◆ **TASK**
Can you reproduce every one of the records below verbatim, leaving out the pictures?

#### INPUT

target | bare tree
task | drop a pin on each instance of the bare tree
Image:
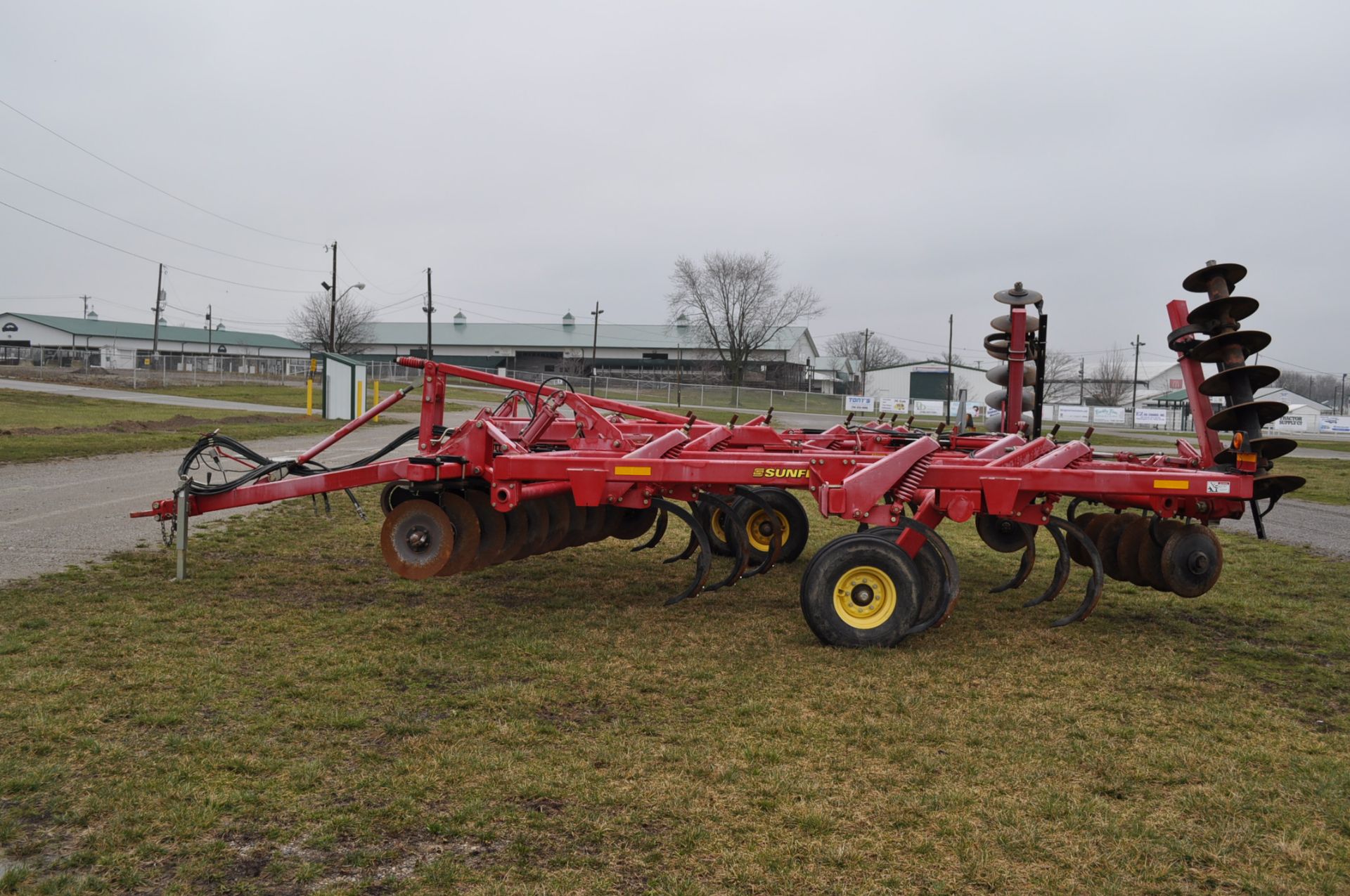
(1062, 378)
(1109, 385)
(879, 353)
(354, 331)
(733, 304)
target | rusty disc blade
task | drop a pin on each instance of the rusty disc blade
(1191, 561)
(1109, 539)
(1266, 412)
(540, 526)
(1199, 283)
(1234, 308)
(1076, 552)
(468, 533)
(1222, 384)
(1150, 552)
(1128, 550)
(1211, 351)
(518, 533)
(559, 521)
(634, 524)
(416, 539)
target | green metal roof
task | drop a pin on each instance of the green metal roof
(560, 337)
(123, 330)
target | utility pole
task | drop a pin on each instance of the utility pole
(160, 299)
(333, 306)
(428, 309)
(867, 337)
(594, 343)
(1134, 384)
(679, 372)
(946, 413)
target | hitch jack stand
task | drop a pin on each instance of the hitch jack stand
(181, 519)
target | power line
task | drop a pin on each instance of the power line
(117, 218)
(143, 258)
(177, 199)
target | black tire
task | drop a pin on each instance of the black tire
(861, 591)
(932, 573)
(792, 516)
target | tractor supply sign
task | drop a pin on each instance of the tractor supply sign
(1150, 417)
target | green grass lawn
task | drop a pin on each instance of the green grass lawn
(1329, 479)
(296, 720)
(41, 427)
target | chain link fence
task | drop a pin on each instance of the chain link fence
(139, 369)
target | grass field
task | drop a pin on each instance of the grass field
(41, 427)
(1329, 479)
(296, 720)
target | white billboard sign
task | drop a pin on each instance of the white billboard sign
(1074, 413)
(1109, 416)
(1150, 417)
(895, 405)
(859, 404)
(1333, 424)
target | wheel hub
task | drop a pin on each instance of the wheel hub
(419, 539)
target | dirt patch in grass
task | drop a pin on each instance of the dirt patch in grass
(296, 720)
(179, 422)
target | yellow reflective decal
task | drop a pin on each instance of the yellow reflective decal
(771, 473)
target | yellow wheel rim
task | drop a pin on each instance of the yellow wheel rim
(759, 532)
(864, 597)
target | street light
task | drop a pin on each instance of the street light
(333, 311)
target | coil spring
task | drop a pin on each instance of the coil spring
(911, 481)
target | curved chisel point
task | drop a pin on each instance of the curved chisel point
(735, 539)
(1025, 566)
(1063, 567)
(1094, 591)
(658, 533)
(705, 550)
(693, 540)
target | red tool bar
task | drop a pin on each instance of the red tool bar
(366, 417)
(509, 382)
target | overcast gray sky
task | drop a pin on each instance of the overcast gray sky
(905, 160)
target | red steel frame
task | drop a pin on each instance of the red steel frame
(863, 473)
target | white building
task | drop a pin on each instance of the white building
(927, 381)
(120, 344)
(566, 347)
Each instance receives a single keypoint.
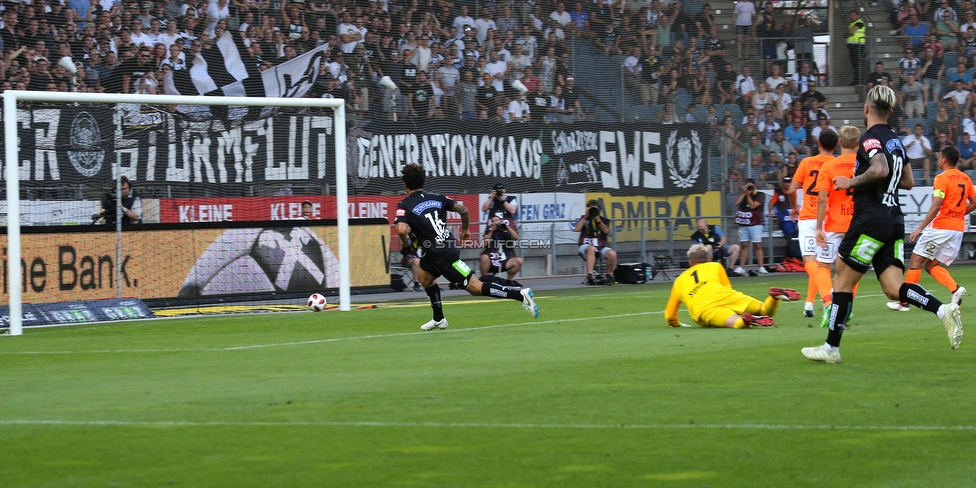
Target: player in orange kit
(834, 210)
(707, 292)
(805, 178)
(953, 197)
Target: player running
(707, 292)
(834, 211)
(426, 215)
(805, 178)
(877, 231)
(941, 231)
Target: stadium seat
(950, 59)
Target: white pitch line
(483, 425)
(331, 339)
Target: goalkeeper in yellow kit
(705, 289)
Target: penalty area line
(332, 339)
(482, 425)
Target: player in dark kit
(877, 232)
(426, 215)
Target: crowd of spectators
(447, 60)
(933, 80)
(765, 124)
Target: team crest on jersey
(419, 209)
(870, 144)
(684, 158)
(894, 144)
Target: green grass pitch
(596, 392)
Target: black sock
(839, 311)
(914, 294)
(497, 290)
(434, 294)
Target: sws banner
(82, 144)
(620, 159)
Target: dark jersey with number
(426, 214)
(877, 203)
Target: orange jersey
(806, 175)
(955, 188)
(840, 203)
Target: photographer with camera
(131, 206)
(594, 231)
(499, 250)
(500, 204)
(749, 217)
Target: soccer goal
(226, 166)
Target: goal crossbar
(11, 97)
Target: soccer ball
(316, 302)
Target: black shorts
(446, 263)
(496, 265)
(878, 245)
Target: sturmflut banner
(82, 144)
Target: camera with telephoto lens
(108, 208)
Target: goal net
(177, 201)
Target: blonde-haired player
(877, 231)
(941, 231)
(805, 179)
(834, 211)
(707, 292)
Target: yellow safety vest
(859, 34)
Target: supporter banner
(81, 145)
(166, 263)
(621, 159)
(628, 214)
(79, 312)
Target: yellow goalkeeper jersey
(698, 287)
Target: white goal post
(11, 97)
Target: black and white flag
(223, 71)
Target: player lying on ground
(426, 214)
(707, 292)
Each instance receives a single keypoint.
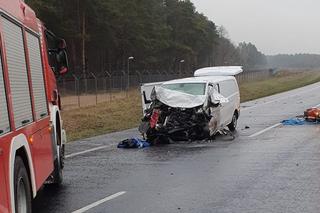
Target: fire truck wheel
(22, 189)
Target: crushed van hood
(178, 99)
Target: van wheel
(233, 125)
(22, 189)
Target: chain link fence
(78, 92)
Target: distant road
(267, 168)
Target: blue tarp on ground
(133, 143)
(294, 122)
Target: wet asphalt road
(275, 171)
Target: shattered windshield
(189, 88)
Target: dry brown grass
(282, 81)
(124, 113)
(106, 117)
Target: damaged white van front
(193, 108)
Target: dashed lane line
(99, 202)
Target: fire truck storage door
(4, 118)
(42, 145)
(4, 128)
(18, 76)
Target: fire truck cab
(31, 135)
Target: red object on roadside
(154, 118)
(312, 114)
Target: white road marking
(99, 202)
(89, 150)
(264, 130)
(279, 99)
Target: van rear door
(146, 90)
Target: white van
(205, 103)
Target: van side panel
(230, 90)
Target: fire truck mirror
(62, 59)
(62, 44)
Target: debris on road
(312, 114)
(133, 143)
(293, 122)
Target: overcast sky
(274, 26)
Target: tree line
(308, 61)
(160, 34)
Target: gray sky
(274, 26)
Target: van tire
(233, 125)
(22, 189)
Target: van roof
(202, 79)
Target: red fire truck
(31, 135)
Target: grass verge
(126, 113)
(281, 82)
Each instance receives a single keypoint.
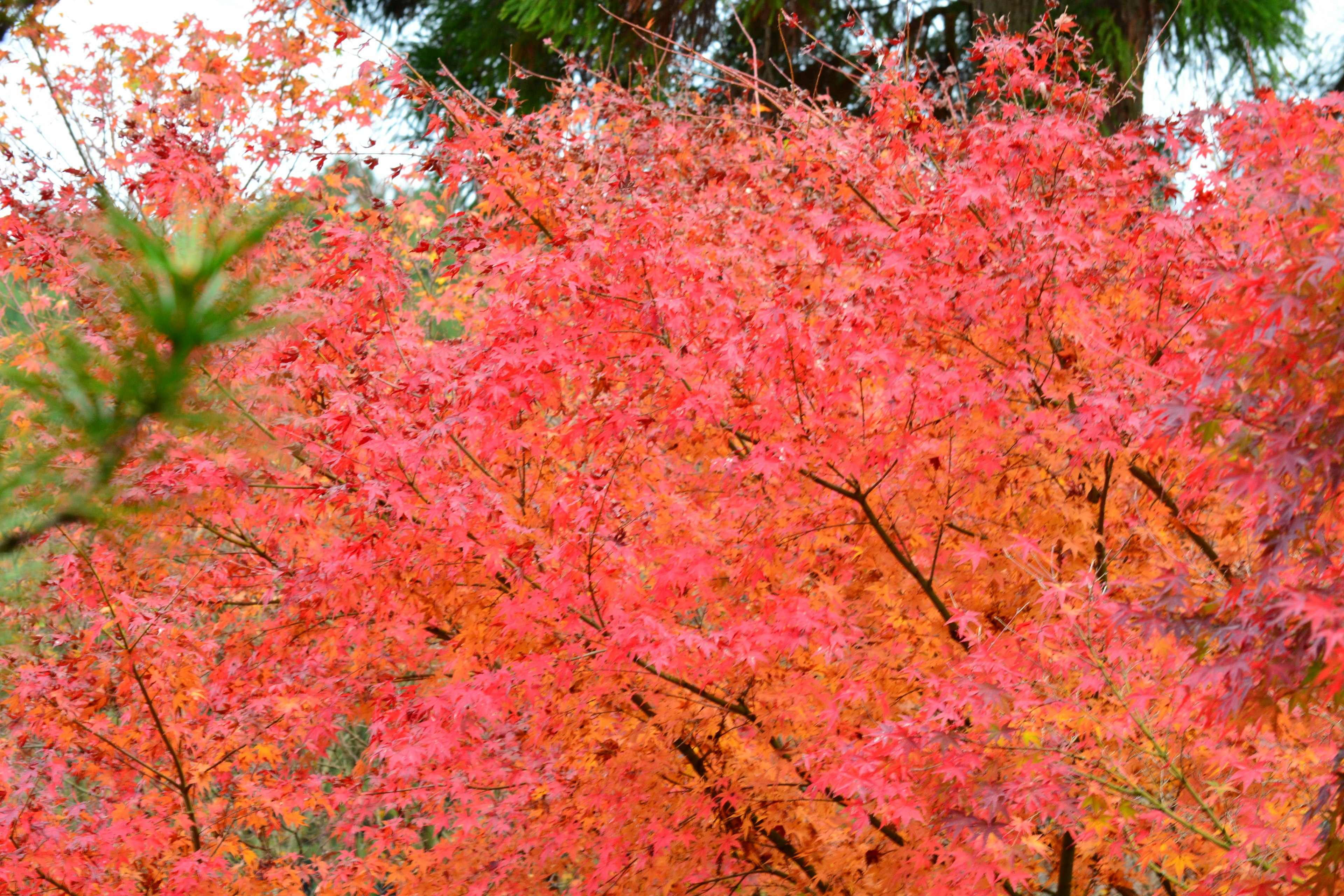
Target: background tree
(483, 41)
(814, 503)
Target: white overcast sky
(1166, 93)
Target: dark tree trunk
(1135, 19)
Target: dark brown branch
(908, 565)
(236, 539)
(866, 202)
(1066, 867)
(1170, 503)
(22, 538)
(737, 708)
(776, 836)
(1101, 522)
(444, 635)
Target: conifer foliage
(812, 503)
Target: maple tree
(811, 503)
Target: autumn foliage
(940, 500)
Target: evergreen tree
(491, 45)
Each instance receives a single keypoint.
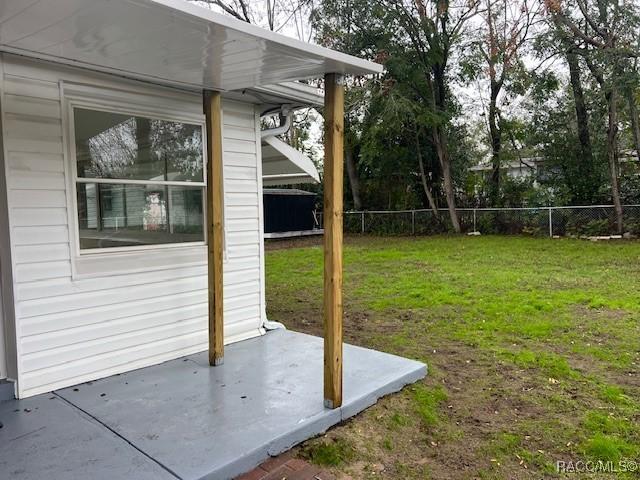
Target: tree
(429, 31)
(604, 32)
(275, 15)
(505, 29)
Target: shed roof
(170, 42)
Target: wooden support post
(215, 201)
(333, 179)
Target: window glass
(117, 215)
(128, 147)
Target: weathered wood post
(333, 178)
(215, 201)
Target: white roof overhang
(284, 165)
(170, 42)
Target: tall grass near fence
(592, 220)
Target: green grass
(532, 345)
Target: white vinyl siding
(152, 307)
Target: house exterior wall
(82, 320)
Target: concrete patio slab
(198, 422)
(45, 437)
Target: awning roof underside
(284, 165)
(166, 41)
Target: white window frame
(126, 103)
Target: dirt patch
(486, 403)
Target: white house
(115, 206)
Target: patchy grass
(328, 453)
(533, 349)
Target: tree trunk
(635, 128)
(496, 143)
(612, 154)
(582, 117)
(442, 148)
(440, 141)
(354, 181)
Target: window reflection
(117, 146)
(134, 215)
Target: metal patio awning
(170, 42)
(284, 165)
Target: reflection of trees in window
(141, 148)
(140, 181)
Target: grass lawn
(533, 348)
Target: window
(139, 180)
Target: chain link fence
(592, 220)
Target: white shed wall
(72, 329)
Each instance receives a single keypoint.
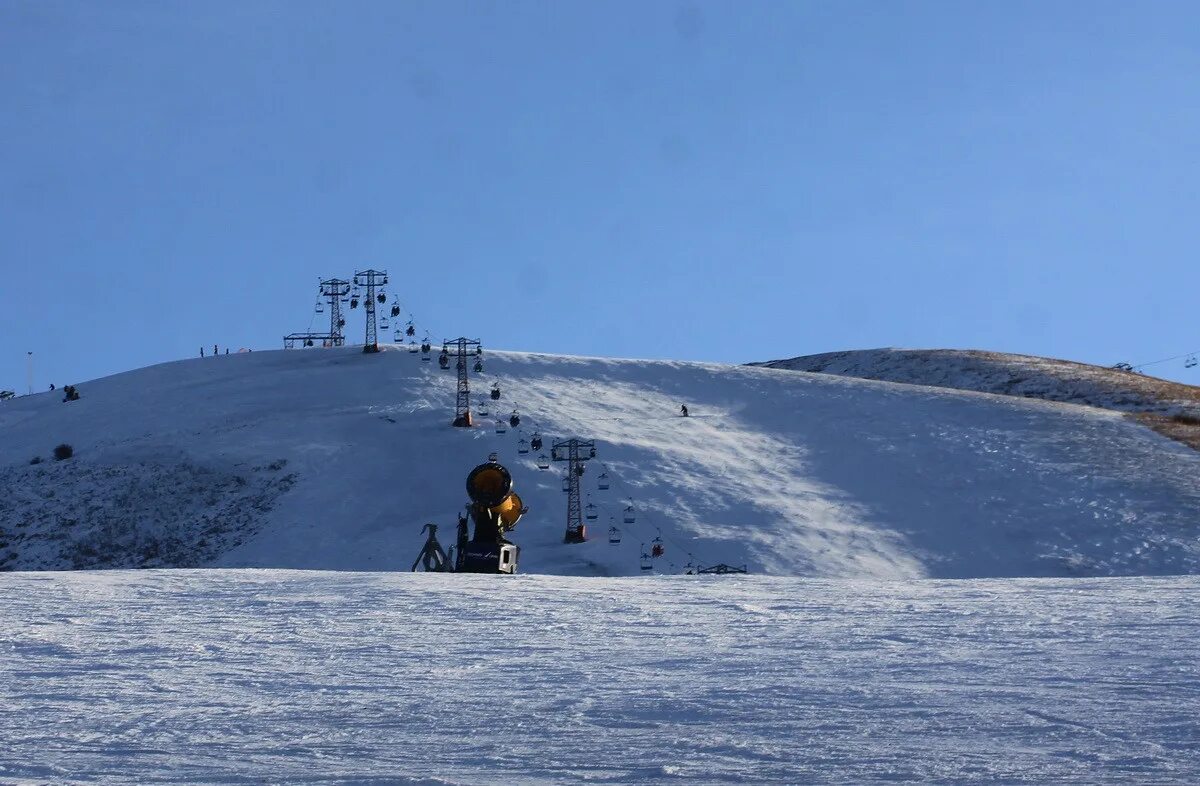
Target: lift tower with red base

########

◆ **SOLUTION TO THE EXERCISE**
target | bare tree
task | drop a pin on each instance of the bare tree
Image:
(1062, 378)
(1109, 385)
(879, 353)
(354, 331)
(733, 304)
target | rusty disc blade
task | drop a pin on each instance of the rusty disc blade
(1191, 561)
(1109, 539)
(1266, 412)
(540, 526)
(1199, 283)
(1234, 308)
(1076, 552)
(468, 533)
(1222, 384)
(1150, 552)
(1128, 550)
(1211, 351)
(518, 533)
(559, 521)
(634, 524)
(416, 539)
target | green metal roof
task | drop a pin on each instance of the green metal roof
(560, 337)
(123, 330)
target | utility pole
task | drop a pin on each instance of the utility pole
(160, 299)
(333, 306)
(428, 309)
(867, 337)
(594, 343)
(1134, 384)
(679, 372)
(946, 413)
target | hitch jack stand
task | drop a pin on each instance of the hitch jack stand
(181, 519)
target | power line
task | drop a pin on each instance of the power line
(117, 218)
(143, 258)
(177, 199)
target | black tire
task | drop a pin on each instance of the black tire
(861, 591)
(932, 573)
(792, 516)
target | tractor supply sign
task | drop a pin on each instance of the tractor supply sign
(1150, 417)
target | green grass lawn
task | drop a pin on each instance of the green grass lawn
(1329, 479)
(296, 720)
(41, 427)
target | chain link fence
task | drop a pin on each instance of the chain link fence
(139, 369)
target | grass field
task | drop a pin on each instance of the grass field
(41, 427)
(1329, 479)
(296, 720)
target | white billboard sign
task | drop a pin on each instance of the white billboard sign
(1074, 413)
(1109, 416)
(1150, 417)
(895, 405)
(859, 404)
(1333, 424)
target | wheel hub
task | drop a pin on each instance of the wheel hub
(419, 539)
target | dirt patch in grass
task | drop a pin on each instance of the dirt patch in grass
(296, 720)
(179, 422)
target | yellow reflective decal
task | drop a pin on each instance of the yellow reflective decal
(771, 473)
target | yellow wheel rim
task | drop a pin on each instance of the yellow wheel rim
(759, 532)
(864, 597)
target | street light
task | drop a pin on each instance of the street light
(333, 311)
target | coil spring
task | drop a pin on each instance of the coil spring
(911, 481)
target | curved chisel point
task | drop a pin on each instance of the curved chisel point
(735, 539)
(1025, 566)
(1063, 567)
(1094, 591)
(658, 533)
(705, 550)
(693, 540)
target | red tool bar
task | drop a pin on each instance of the red tool bar
(366, 417)
(509, 382)
target | overcast gray sky
task | drop a pin on each instance of the overcast gray sky
(905, 160)
target | red steel frame
task | drop a pin on each instance of the red steel frame
(863, 473)
target | white building
task | drop a pin on each instance of the white building
(927, 381)
(120, 344)
(566, 347)
Each instance receives a single keypoint.
Target: player in orange kit
(834, 210)
(707, 292)
(805, 178)
(953, 197)
Target: player running
(707, 292)
(834, 211)
(426, 215)
(805, 178)
(877, 231)
(941, 231)
Target: stadium seat
(950, 59)
Target: white pitch line
(483, 425)
(331, 339)
Target: goalkeeper in yellow kit
(705, 289)
Target: penalty area line
(332, 339)
(482, 425)
Target: player in dark kit
(877, 232)
(426, 215)
Target: crowd of spectators
(447, 60)
(933, 80)
(765, 124)
Target: team crest on jersey
(419, 209)
(870, 144)
(684, 158)
(894, 144)
Target: green grass pitch
(596, 392)
Target: black sock
(839, 311)
(914, 294)
(497, 290)
(434, 294)
Target: sws banner
(82, 144)
(620, 159)
Target: dark jersey with number
(426, 214)
(877, 203)
Target: orange jersey
(806, 175)
(955, 188)
(840, 203)
Target: photographer with camera
(131, 206)
(594, 231)
(499, 250)
(500, 204)
(749, 217)
Target: soccer goal
(226, 166)
Target: goal crossbar
(11, 97)
Target: soccer ball
(316, 302)
Target: black shorts
(446, 263)
(496, 265)
(878, 245)
Target: sturmflut banner
(82, 144)
Target: camera with telephoto lens
(108, 208)
Target: goal net
(177, 201)
Target: blonde-haired player
(877, 231)
(941, 231)
(805, 179)
(834, 211)
(707, 292)
Target: yellow safety vest
(859, 34)
Target: supporter banner
(81, 145)
(166, 263)
(621, 159)
(628, 214)
(79, 312)
Target: yellow goalkeeper jersey
(698, 287)
Target: white goal post
(11, 97)
Target: black and white flag
(223, 71)
Target: player lying on ground
(426, 214)
(707, 292)
Each instance receives a single keypoint.
Target: fire truck wheel
(22, 189)
Target: crushed van hood
(178, 99)
Target: van wheel
(233, 125)
(22, 189)
Target: chain link fence
(78, 92)
Target: distant road
(267, 168)
Target: blue tarp on ground
(133, 143)
(294, 122)
Target: wet asphalt road
(275, 171)
Target: shattered windshield
(189, 88)
Target: dry brown grass
(282, 81)
(124, 113)
(106, 117)
Target: damaged white van front
(193, 108)
Target: dashed lane line
(99, 202)
Target: fire truck storage door
(4, 118)
(42, 145)
(4, 128)
(18, 76)
Target: fire truck cab
(31, 135)
Target: red object on roadside
(154, 118)
(312, 114)
Target: white road marking
(99, 202)
(89, 150)
(264, 130)
(279, 99)
Target: van rear door
(146, 90)
Target: white van
(205, 103)
Target: van side panel
(230, 90)
Target: fire truck mirror
(62, 59)
(62, 44)
Target: debris on road
(312, 114)
(133, 143)
(293, 122)
Target: overcast sky
(274, 26)
Target: tree line
(308, 61)
(160, 34)
Target: gray sky
(274, 26)
Target: van tire
(233, 125)
(22, 189)
Target: van roof
(202, 79)
Target: red fire truck
(31, 135)
Target: grass verge
(126, 113)
(281, 82)
Each instance receives a single keypoint.
Target: background tree
(483, 41)
(814, 503)
Target: white overcast sky
(1166, 93)
Target: dark tree trunk
(1135, 19)
Target: dark brown branch
(908, 565)
(236, 539)
(866, 202)
(1066, 867)
(1170, 503)
(22, 538)
(737, 708)
(776, 836)
(1101, 522)
(444, 635)
Target: conifer foliage
(812, 503)
Target: maple tree
(811, 503)
Target: autumn foliage
(940, 500)
Target: evergreen tree
(491, 45)
Each instance receives a single keypoint.
Target: tree
(429, 31)
(604, 32)
(275, 15)
(505, 29)
Target: shed roof
(170, 42)
Target: wooden support post
(215, 201)
(333, 179)
Target: window glass
(117, 215)
(128, 147)
Target: weathered wood post
(333, 178)
(215, 201)
Target: white roof overhang
(284, 165)
(170, 42)
Target: tall grass near fence
(592, 220)
Target: green grass
(532, 345)
Target: white vinyl siding
(152, 307)
Target: house exterior wall
(82, 320)
Target: concrete patio slab
(198, 422)
(45, 437)
Target: awning roof underside
(284, 165)
(166, 41)
Target: white window frame
(126, 103)
Target: dirt patch
(486, 403)
Target: white house
(115, 206)
Target: patchy grass
(328, 453)
(533, 349)
Target: tree trunk
(635, 128)
(496, 143)
(612, 154)
(582, 117)
(442, 148)
(440, 141)
(354, 181)
Target: window reflection
(117, 146)
(134, 215)
Target: metal patio awning
(170, 42)
(284, 165)
Target: reflection of trees in window
(141, 148)
(140, 181)
Target: grass lawn
(533, 348)
Target: window
(139, 180)
Target: chain link fence
(592, 220)
Target: white shed wall
(72, 329)
Each instance receives a single keypoint.
Target: lift tower with red base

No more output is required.